**Tareas escritas:**
A – Transcribe sin cambios el fragmento del texto sobre U Gambira que empieza con las palabras "La inestabilidad social" y termina con "ser niño soldado.".
B – Según el texto sobre U Gambira, ¿con qué nombre nació el clérigo?
C – Prosigue el texto sobre U Gambira desde el punto en que se detiene.

**Texto de lectura:**
U Gambira, una de las caras más visibles de la Revolución de Azafrán -nombre inspirado por la marea de túnicas budistas que colorearon las calles en 2007, arrastrando a cientos de miles de birmanos- ha hecho de la democracia su proyecto vital.

El clérigo, de 35 años, se ocupa día y noche, desde su exilio tailandés, de diseccionar la regresión que sufre su país, tras las esperanzas suscitadas por la tímida apertura de 2007 que acabó sobre el papel con medio siglo de dictadura. Es realista con los logros obtenidos durante la revolución que lanzó hace siete años. “Mucha gente está satisfecha porque ahora tenemos un 5% de libertad. Si lo comparas con nada, es un gran avance. Pero en la práctica, es casi nada”, explica con tono firme, mientras repasa la cumbre de la Asociación de Naciones del Sudeste Asiático (ASEAN) celebrada en Naypydaw. Allí se firmaron contratos internacionales y respaldaron a un Gobierno que se niega a permitir que la opositora y premio Nobel de la Paz Aung San Suu Kyi pueda presentarse a la presidencia. “Visitar Birmania en estos momentos, cuando no hay una democracia real, es proteger a los exmilitares que siguen estando tras el Gobierno”.

U Gambira -nacido Nyi Nyi Lwin en junio de 1979 en la localidad de Kaingle-, no habla con resentimiento, al contrario, exhibe una sonrisa casi perenne y un discurso vitalista y emocional, a veces marcado por un humor inocente y, en ocasiones, por el desaliento. En las tres horas de conversación disecciona una vida que representa las visicitudes de Birmania. Empezando por su infancia, cuando la revolución de 1988 -un levantamiento popular contra la dictadura del Partido del Programa Socialista de Birmania, del general Ne Win, que finalizó con un golpe militar- convulsionó su vida. Las protestas que le impedían acudir al colegio estaban lideradas, entre otros, por su padre. Solía acompañar a su madre a distribuir comida a los manifestantes.

La inestabilidad social no era el único motivo de distracción. “Cuando tenía 12 años, suspendí los exámenes y me vi obligado a repetir. Coincidió que mi padre acababa de ser liberado de prisión, donde había cumplido condena como líder del levantamiento 8888”. Y Gambira, que se considera a sí mismo la ‘oveja negra’ de la familia, encontró lo que le parecía la mejor solución para escapar de la falta de oportunidades: la aberración de ser niño soldado.

**Datos proporcionados:**

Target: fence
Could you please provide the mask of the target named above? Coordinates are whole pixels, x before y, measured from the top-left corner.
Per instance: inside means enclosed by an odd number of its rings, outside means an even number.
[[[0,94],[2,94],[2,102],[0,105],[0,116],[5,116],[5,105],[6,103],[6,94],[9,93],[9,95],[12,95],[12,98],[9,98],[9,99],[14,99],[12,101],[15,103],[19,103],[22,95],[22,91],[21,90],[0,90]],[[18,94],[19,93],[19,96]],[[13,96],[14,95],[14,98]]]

**Respuestas en orden:**
A –
La inestabilidad social no era el único motivo de distracción. “Cuando tenía 12 años, suspendí los exámenes y me vi obligado a repetir. Coincidió que mi padre acababa de ser liberado de prisión, donde había cumplido condena como líder del levantamiento 8888”. Y Gambira, que se considera a sí mismo la ‘oveja negra’ de la familia, encontró lo que le parecía la mejor solución para escapar de la falta de oportunidades: la aberración de ser niño soldado.

B – Nyi Nyi Lwin.

C –
“Me enrolé como voluntario en el Tatmadaw (Ejército). En mi campamento, situado cerca de Yangon, otros 700 críos se hacinaban en las instalaciones junto a un millar de adultos”. Las condiciones eran nefastas y los abusos, constantes. Toda la unidad podía ser castigada por las acciones de una persona. Gambira pasó cuatro meses en el destacamento y superó un sinfín de desplazamientos hasta que las pésimas condiciones le empujaron a huir.

Durante tres meses estuvo escondido antes de regresar con sus padres y seis hermanos. (En estos años, todos los varones han pasado por prisión, incluidos sus cuñados, acusados de opositores). Con 13 años, animado por sus padres -que temían que fuera reclutado de nuevo por el Ejército-, ingresó en un monasterio. Fue su segunda desaparición y un entrenamiento para el futuro: con los años, la clandestinidad se convertiría en su mejor aliado y su invisibilidad, en la única garantía de supervivencia.

Su vida cambió por completo. “Nuestra única ocupación era meditar y formar a los novicios. Estudiábamos y meditábamos. En los libros estaba escrito que hay que estar del lado de la Justicia, de la libertad, del compromiso”.

El papel de los monjes siempre ha sido determinante en Birmania, uno de los 30 países más pobres del mundo: si bien no toman parte activa en política, ejercen una enorme influencia desde su autoridad moral sobre gobernantes y gobernados. Eso incluye mediaciones en procesos de paz y levantamientos sociales. El monje U Ottama, original de Rakhine, es considerado un héroe de la lucha por la independencia durante el mandato británico; otro clérigo budista, U Wisara, falleció en prisión tras 166 días en huelga de hambre por la autodeterminación. También hay organizaciones como la Unión de los Jóvenes Monjes de Toda Birmania, creada en 1948 y prohibida tras el golpe de 1962.

La conciencia social de los religiosos siempre estuvo viva. U Gambira no era ajeno a una escuela revolucionaria que, además, había mamado en su hogar. “La gente sufría mucho porque entonces no había libertades básicas ni tampoco organizaciones que pudieran promover ideología política. Hablamos de 1997, un momento en el que ni siquiera se podía hablar en público de estas cosas. Aunque en el monasterio lo comentábamos, no sabíamos cómo podíamos aplicar un cambio”.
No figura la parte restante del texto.